What to produce: Copy the lines verbatim, beginning with the line that contains "Annotate every instance of the camera lens" and continuing through the end of the data, and only those lines.

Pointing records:
───

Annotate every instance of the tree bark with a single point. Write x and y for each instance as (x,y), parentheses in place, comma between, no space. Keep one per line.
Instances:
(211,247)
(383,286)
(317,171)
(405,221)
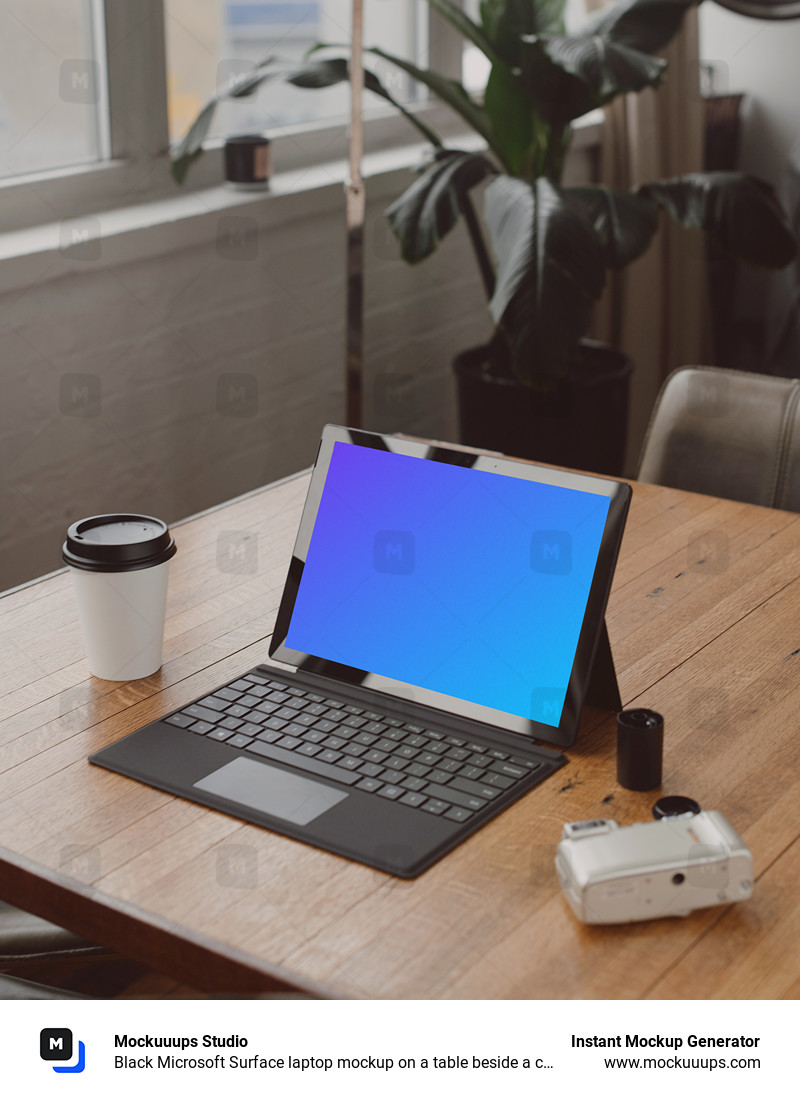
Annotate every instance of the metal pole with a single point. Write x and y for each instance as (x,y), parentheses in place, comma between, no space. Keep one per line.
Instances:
(355,216)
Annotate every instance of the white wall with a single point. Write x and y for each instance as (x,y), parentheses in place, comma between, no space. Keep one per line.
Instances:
(760,58)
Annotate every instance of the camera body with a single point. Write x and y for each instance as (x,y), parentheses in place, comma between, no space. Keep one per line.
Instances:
(661,868)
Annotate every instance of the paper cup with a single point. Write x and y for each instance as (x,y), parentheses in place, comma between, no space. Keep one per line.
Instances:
(120,565)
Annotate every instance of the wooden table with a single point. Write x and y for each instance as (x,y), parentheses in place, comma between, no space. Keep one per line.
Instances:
(704,622)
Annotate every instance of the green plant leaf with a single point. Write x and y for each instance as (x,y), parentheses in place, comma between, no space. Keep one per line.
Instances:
(506,21)
(189,149)
(642,24)
(452,92)
(625,221)
(426,212)
(607,68)
(740,212)
(550,273)
(325,74)
(466,26)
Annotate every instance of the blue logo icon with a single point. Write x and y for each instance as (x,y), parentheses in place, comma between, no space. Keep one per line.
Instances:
(55,1044)
(551,552)
(393,552)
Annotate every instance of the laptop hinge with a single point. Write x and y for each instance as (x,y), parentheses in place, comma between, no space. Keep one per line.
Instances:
(603,690)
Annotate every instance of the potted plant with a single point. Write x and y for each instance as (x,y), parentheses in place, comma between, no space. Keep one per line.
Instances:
(538,389)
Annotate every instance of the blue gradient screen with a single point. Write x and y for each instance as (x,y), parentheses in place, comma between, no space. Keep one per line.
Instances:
(464,582)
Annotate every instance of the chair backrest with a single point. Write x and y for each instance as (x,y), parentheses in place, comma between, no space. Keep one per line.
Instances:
(726,433)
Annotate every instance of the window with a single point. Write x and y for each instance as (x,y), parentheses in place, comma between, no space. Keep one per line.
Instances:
(94,89)
(209,45)
(53,97)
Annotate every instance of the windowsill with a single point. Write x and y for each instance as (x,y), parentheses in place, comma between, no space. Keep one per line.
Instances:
(137,232)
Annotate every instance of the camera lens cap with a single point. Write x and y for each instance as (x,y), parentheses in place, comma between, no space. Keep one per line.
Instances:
(676,805)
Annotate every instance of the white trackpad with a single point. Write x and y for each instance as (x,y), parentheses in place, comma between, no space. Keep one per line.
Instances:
(271,791)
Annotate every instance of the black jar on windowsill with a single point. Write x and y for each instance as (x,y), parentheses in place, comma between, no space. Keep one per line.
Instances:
(248,162)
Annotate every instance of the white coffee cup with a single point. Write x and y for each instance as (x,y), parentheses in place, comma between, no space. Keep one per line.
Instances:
(120,564)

───

Complete response:
Annotate every instance of the camera lens cap with a single point. Write x and y for each instance as (x,y), parentheses in place, comma between, no space. Keep one per line.
Instances:
(676,805)
Annotate every instance of the white trackpad with a single point. Write x and y for each instance as (x,y), parentheses in place, comma between, no space. Keep one per line.
Instances:
(271,791)
Annotate every instance of the black jar on windowsill with a single point. Write x and y for each instance as (x,y), parentheses in place, comma between, no space. Keep one per line.
Instances:
(248,162)
Annotate every instance of the white coffee cup with a single point. Write x and y for each instance as (x,y), parentheses in place, comma between, no space. Keep one per line.
Instances:
(120,564)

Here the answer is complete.